--- Entries shown Enclosed Below ---
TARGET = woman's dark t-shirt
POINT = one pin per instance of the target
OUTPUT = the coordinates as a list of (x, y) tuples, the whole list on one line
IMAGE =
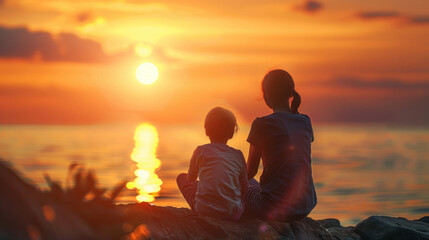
[(286, 182)]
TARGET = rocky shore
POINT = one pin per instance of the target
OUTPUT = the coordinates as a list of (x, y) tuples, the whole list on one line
[(28, 213)]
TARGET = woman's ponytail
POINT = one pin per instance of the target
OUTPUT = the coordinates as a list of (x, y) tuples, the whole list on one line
[(296, 101)]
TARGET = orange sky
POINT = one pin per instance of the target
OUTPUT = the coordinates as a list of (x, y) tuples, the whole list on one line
[(72, 62)]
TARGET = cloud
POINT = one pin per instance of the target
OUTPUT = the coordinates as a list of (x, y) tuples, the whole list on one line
[(84, 17), (310, 6), (371, 15), (393, 15), (21, 43), (391, 84), (354, 99), (420, 20)]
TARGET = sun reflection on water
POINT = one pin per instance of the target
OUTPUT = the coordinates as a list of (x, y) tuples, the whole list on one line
[(147, 181)]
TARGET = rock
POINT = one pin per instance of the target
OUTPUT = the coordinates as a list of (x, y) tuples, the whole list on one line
[(329, 222), (181, 223), (337, 231), (390, 228), (343, 233), (424, 219), (26, 213)]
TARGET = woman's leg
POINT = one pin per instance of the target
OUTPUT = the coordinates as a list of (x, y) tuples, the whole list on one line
[(187, 188)]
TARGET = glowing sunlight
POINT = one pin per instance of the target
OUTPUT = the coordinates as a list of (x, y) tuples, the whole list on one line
[(146, 182), (147, 73)]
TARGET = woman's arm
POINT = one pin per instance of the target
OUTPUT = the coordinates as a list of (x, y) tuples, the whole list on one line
[(253, 161)]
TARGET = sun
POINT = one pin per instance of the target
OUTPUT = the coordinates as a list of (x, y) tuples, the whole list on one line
[(147, 73)]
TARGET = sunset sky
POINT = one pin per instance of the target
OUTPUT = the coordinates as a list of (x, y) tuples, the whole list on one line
[(74, 62)]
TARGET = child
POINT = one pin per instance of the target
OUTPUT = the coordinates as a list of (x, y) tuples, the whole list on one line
[(283, 141), (221, 171)]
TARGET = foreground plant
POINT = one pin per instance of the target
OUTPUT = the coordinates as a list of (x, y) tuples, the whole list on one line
[(93, 204)]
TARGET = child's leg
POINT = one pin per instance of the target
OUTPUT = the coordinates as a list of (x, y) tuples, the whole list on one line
[(187, 188)]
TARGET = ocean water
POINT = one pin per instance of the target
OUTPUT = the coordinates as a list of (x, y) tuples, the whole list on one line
[(359, 170)]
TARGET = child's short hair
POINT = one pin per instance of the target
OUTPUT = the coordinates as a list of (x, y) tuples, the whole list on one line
[(220, 124)]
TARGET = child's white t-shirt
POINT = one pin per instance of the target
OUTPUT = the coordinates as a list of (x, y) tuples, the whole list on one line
[(222, 173)]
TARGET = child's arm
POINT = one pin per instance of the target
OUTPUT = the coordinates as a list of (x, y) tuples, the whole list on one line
[(244, 182), (193, 166), (253, 161)]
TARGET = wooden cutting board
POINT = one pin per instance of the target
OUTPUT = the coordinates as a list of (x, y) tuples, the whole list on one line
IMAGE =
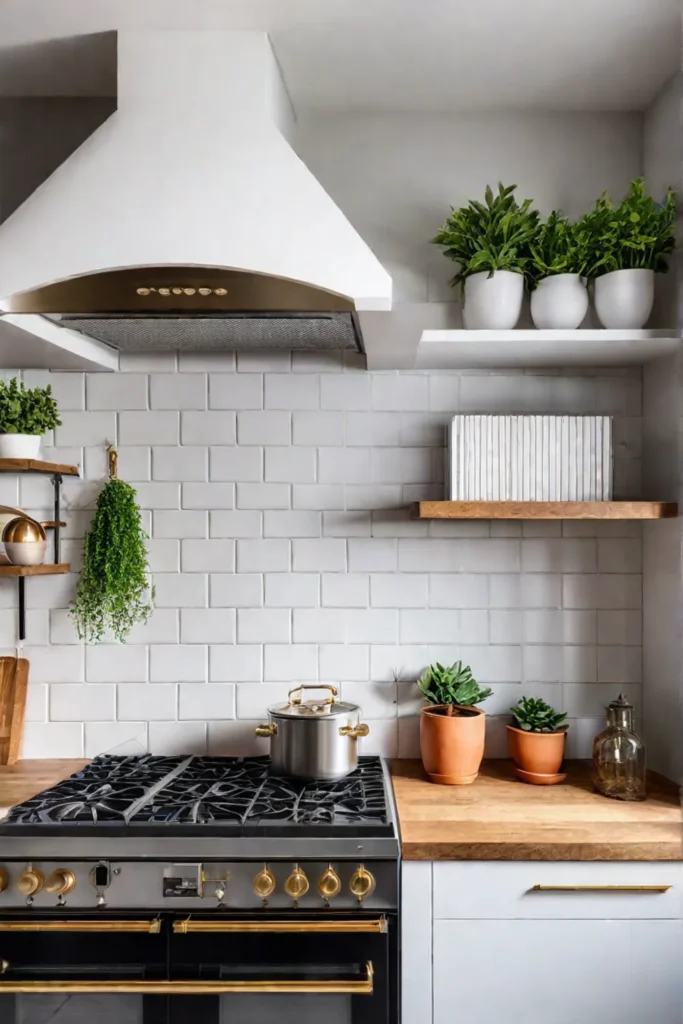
[(13, 684)]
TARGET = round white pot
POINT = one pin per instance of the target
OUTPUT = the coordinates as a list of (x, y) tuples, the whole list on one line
[(19, 445), (625, 298), (493, 303), (559, 301)]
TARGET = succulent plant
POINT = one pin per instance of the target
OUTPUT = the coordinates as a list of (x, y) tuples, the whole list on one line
[(452, 686), (534, 715)]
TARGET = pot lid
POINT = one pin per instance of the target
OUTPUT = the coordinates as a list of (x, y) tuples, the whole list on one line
[(325, 707)]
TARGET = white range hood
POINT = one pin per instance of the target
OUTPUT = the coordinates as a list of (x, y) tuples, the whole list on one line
[(190, 182)]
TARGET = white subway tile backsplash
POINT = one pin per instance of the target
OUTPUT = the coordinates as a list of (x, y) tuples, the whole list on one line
[(216, 427), (284, 551), (207, 626), (177, 391)]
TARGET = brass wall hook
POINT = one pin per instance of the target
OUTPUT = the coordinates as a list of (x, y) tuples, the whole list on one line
[(114, 462)]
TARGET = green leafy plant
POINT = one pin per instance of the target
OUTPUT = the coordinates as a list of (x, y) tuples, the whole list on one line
[(452, 686), (27, 411), (491, 236), (114, 592), (534, 715), (636, 235), (558, 247)]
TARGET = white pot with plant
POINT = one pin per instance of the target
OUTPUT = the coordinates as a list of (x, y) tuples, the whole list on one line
[(556, 273), (631, 244), (491, 242), (26, 414)]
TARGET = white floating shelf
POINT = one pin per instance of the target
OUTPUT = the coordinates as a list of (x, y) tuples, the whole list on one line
[(506, 349)]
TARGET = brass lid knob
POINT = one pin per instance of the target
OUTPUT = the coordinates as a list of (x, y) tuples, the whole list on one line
[(363, 883), (297, 884), (60, 882), (264, 883), (329, 884), (31, 882)]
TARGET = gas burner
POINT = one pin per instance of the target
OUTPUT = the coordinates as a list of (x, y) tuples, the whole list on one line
[(227, 796)]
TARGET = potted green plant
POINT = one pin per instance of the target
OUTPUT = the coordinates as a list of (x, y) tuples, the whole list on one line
[(556, 273), (452, 728), (114, 592), (26, 414), (630, 244), (536, 740), (491, 242)]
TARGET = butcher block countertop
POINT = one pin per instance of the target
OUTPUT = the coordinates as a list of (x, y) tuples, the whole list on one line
[(501, 818), (496, 818)]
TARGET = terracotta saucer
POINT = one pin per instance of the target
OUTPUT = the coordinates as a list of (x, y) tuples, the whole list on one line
[(537, 779)]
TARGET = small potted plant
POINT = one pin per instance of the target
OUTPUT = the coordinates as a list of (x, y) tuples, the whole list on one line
[(556, 273), (452, 729), (536, 740), (491, 242), (26, 414), (630, 244)]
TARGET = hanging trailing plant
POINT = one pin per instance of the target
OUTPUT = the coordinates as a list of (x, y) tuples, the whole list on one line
--- End of Enclosed Entries shown ---
Exercise: What comes back should match the records exactly, minus any pictures.

Response:
TARGET = woman's dark t-shirt
POINT = one pin per instance of the target
OUTPUT = the coordinates as a list of (x, y) tuples, the whole list on one line
IMAGE =
[(286, 182)]
TARGET = rocky shore
POINT = one pin per instance of the target
OUTPUT = the coordinates as a list of (x, y) tuples, the whole list on one line
[(28, 213)]
TARGET = woman's ponytail
POINT = one pin per instance of the target
OUTPUT = the coordinates as a list of (x, y) tuples, the whole list on one line
[(296, 101)]
TARGET = orange sky
POINT = one pin per instance of the target
OUTPUT = the coordinates as a list of (x, y) tuples, the whole list on one line
[(72, 62)]
TARGET = cloud
POINT = one pin per instance of the target
OUTPUT = the coordinates as a list of (x, y) tuples, the whole list on one line
[(84, 17), (310, 6), (371, 15), (393, 15), (21, 43), (391, 84), (354, 99), (420, 20)]
TARGET = sun reflection on water
POINT = one pin per instance of the target
OUTPUT = the coordinates as a list of (x, y) tuples, the whole list on one line
[(147, 181)]
TARGET = rock
POINT = one pin per instance of the target
OUTPUT = the coordinates as a list of (x, y) tuples, the whole list on one line
[(329, 222), (181, 223), (337, 231), (390, 228), (343, 233), (424, 219), (26, 213)]
TARGET = woman's leg
POINT = one pin per instance of the target
OUTPUT = the coordinates as a list of (x, y) tuples, the whole list on one line
[(187, 188)]
TARGET = glowing sunlight
POINT = one pin per instance of the target
OUTPUT = the coordinates as a list of (x, y) tuples, the whole list on one line
[(146, 182), (147, 73)]
TARGET = woman's arm
POINT = one pin per instance of the target
OUTPUT = the coordinates as a list of (x, y) tuples, the whole list on one line
[(253, 161)]
TARGET = sun
POINT = one pin per instance of the target
OUTPUT = the coordinates as a list of (x, y) tuples, the whole list on one line
[(147, 73)]
TARGET = sunset sky
POINT = one pin per instance of the target
OUTPUT = the coordinates as a list of (x, y) tuples, the whole list on one line
[(74, 62)]
TARGET = child
POINT = one pin per instance of the target
OUTPUT = the coordinates as a list of (x, y) tuples, the whole list on one line
[(283, 141), (221, 171)]
TARGET = foreground plant
POINT = one pin per instance of the target
OUTPUT = the coordinates as a list of (x, y) tuples, the whole list on one line
[(93, 204)]
TARGET = child's leg
POINT = one pin per instance of the target
OUTPUT = the coordinates as a list of (x, y) tuples, the whole list on one line
[(187, 188)]
TARGET = ocean water
POINT = one pin per instance of the target
OUTPUT = the coordinates as a list of (x, y) tuples, the whole list on one line
[(359, 170)]
TARGET = child's short hair
POINT = one pin per instance of the target
OUTPUT = the coordinates as a list of (x, y) tuples, the whole list on one line
[(220, 124)]
TARGET = child's white t-shirt
POINT = one pin per instance of the target
OUTPUT = the coordinates as a list of (x, y) tuples, the whole list on one line
[(222, 173)]
TARGET = child's arm
POINT = one pin per instance of the target
OUTPUT = the coordinates as a list of (x, y) tuples, the whole list on one line
[(244, 182), (193, 166), (253, 161)]
TARGET = wooden cutting board
POINT = one pin per instance of the target
OUTPUT = the coordinates as a list of (x, y) tuples, the whole list on one line
IMAGE =
[(13, 684)]
TARGET = round white pot
POINT = one pin per instance of the target
OUTPUT = the coordinates as a list of (x, y) tuples, the whole list on one line
[(19, 445), (625, 298), (493, 303), (559, 301)]
TARGET = succulent plant
POINT = one pin per instance of the target
OUTPUT = the coordinates as a list of (x, y) tuples, the whole list on one line
[(452, 686), (534, 715)]
TARGET = pot lid
POINT = one pin per instance of the target
OUTPUT = the coordinates as a list of (x, y) tuples, the whole list on one line
[(325, 707)]
TARGET = white range hood
POINT = one pin per instance of the target
OUTPUT = the coordinates as a list of (x, y) tuples, the whole list on one line
[(190, 182)]
TARGET = white subway tile backsplash
POINT = one pin per instance of the target
OUTPUT = the coordinates as a list of (x, y) tuples, the whole list on one line
[(216, 427), (284, 551), (207, 626), (177, 391)]
TARGET = brass wall hook
POINT = one pin per instance of the target
OUTPUT = the coordinates as a list of (x, y) tuples, the whole list on one line
[(114, 462)]
TARGET = green leafy plant
POINT = one pin per instance of the target
OUTPUT = the coordinates as a list of (x, y) tuples, the whole list on one line
[(452, 686), (27, 411), (491, 236), (114, 592), (534, 715), (636, 235), (558, 247)]
TARGET = white pot with plant
POINT = one pin per instance of the target
OUTPUT = the coordinates as a list of (x, y) tuples, the whole list on one line
[(556, 273), (631, 244), (491, 242), (26, 414)]
TARGET = white floating shelf
POINT = one pin per instance of the target
OUTPUT = the coordinates as a list of (x, y) tuples, the whole list on one line
[(506, 349)]
TARGET = brass lid knob
POINT = one pin per instance of the target
OUTPUT = the coordinates as a list of (x, y) tuples, the whole list on one line
[(363, 883), (297, 884), (60, 882), (264, 883), (329, 884), (31, 882)]
TARGET = gas burner
POINT = one pin per instance of the target
OUTPUT = the coordinates as a list of (x, y) tuples, the whole list on one line
[(227, 796)]
TARGET = potted green plant
POINT = one pin per instance of the target
OUTPUT = the coordinates as a list of (x, y) tuples, the whole list on one line
[(556, 273), (452, 728), (114, 592), (26, 414), (630, 244), (536, 740), (491, 242)]
TARGET = butcher block countertop
POINT = one pin per instance of the target
OUTPUT = the coordinates as a list of (x, y) tuples, the whole list on one line
[(501, 818), (496, 818)]
TARGET = terracotta saucer
POINT = one pin per instance of the target
OUTPUT = the coordinates as a list of (x, y) tuples, the whole list on one line
[(537, 779)]
TARGET = small potted plant
POINT = one pin per instance of the target
OUTPUT = the coordinates as a list of (x, y) tuples, the whole list on one line
[(556, 273), (452, 729), (536, 740), (491, 242), (26, 414), (630, 244)]
TARGET = hanging trailing plant
POINT = one pin per instance of the target
OUTPUT = the coordinates as a list of (x, y) tuples, the whole list on one line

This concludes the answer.